**Instructions to follow**
From the line below that contains "If you could pick out the white building" to the line that contains "If you could pick out the mountain", repeat every line exactly, both ends included, and nothing else.

**Data listing**
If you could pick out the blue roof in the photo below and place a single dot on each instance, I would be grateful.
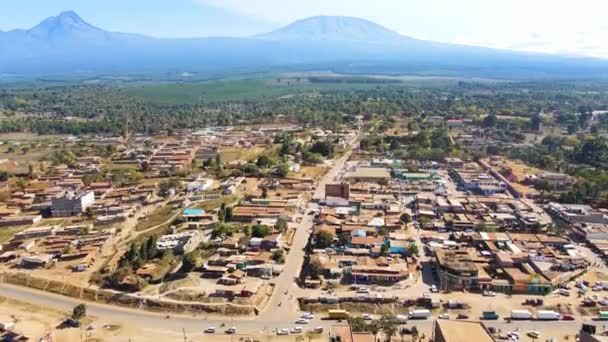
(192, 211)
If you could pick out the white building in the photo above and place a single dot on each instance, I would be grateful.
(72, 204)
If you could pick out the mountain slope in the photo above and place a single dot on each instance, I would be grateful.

---

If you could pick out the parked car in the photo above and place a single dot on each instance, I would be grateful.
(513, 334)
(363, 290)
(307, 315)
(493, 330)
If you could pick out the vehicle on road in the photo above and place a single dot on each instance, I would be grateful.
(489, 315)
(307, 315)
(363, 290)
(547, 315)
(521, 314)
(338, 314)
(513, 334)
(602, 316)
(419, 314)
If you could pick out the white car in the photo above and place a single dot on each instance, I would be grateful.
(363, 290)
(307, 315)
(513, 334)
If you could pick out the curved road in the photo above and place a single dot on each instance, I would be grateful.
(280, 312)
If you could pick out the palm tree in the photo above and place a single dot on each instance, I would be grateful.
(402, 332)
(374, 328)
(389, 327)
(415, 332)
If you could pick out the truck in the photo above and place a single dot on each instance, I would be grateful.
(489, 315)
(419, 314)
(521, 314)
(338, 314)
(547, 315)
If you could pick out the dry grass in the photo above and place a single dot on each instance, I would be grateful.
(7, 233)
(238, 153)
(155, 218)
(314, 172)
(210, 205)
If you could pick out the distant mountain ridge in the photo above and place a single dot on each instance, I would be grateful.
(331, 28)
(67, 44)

**Answer**
If you could pick out the white building in the photo above and place a single dot on each instance, I would be grateful.
(72, 204)
If you could pick out the mountain slope in the photo above and place a single dot on each instance, I would be grateful.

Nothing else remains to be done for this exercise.